EXCERPT TO READ:
[start]

Hm, are such devices even permitted to set NETIF_F_IPV6_CSUM?

> AFAIK, the only non UDP/TCP transport IP checksum in the stack is GRE
> checksum which as I pointed out we don't attempt to offload. So the
> only way to trip the bug that you are seeing is probably through a
> userspace packet interface like in the test code. I think this
> actually might expose a much more serious issue. Looking at tun.c, I
> don't see anything that validates that the csum_start and csum_offset
> provided by userspace actually refers to a sane checksum offset. 

That's handled in skb_partial_csum_set().

> Not only is this a way to ask the stack to perform checksums for non
> TCP/UDP, but it actually seems like the interface could be used by a
> malicious application to have a device arbitrarily overwrite two 
> bytes anywhere in the packet with it's own data far below the stack,
> netfilter, routing. To really fix this we should probably be doing
> validation in tun, if the checksum isn't for TCP or UDP then call
> skb_checksum_help before sending the packet into the stack.

[end]

TASK GOAL: Write the next part of the email exchange above about checksum offloading, starting right after its last sentence.

DATASET SECTION:
[start]

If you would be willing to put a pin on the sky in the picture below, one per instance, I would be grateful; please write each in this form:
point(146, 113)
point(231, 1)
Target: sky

[end]

ANSWER TO THE TASK:
So... if it's never valid to ask for a hardware checksum on anything
but TCP or UDP, why do we bother with NETIF_F_GEN_CSUM at all? Should
we just be removing it entirely? That seems like something of a
retrograde step.

Perhaps a better solution would be a bit in the skbuff which indicates
that it *is* a TCP or UDP checksum. That would be set by our UDP and
TCP sockets, cleared by encapsulation, also set if appropriate by
skb_partial_csum_set().

And then the check in can_checksum_protocol() is trivial and clearly
correct.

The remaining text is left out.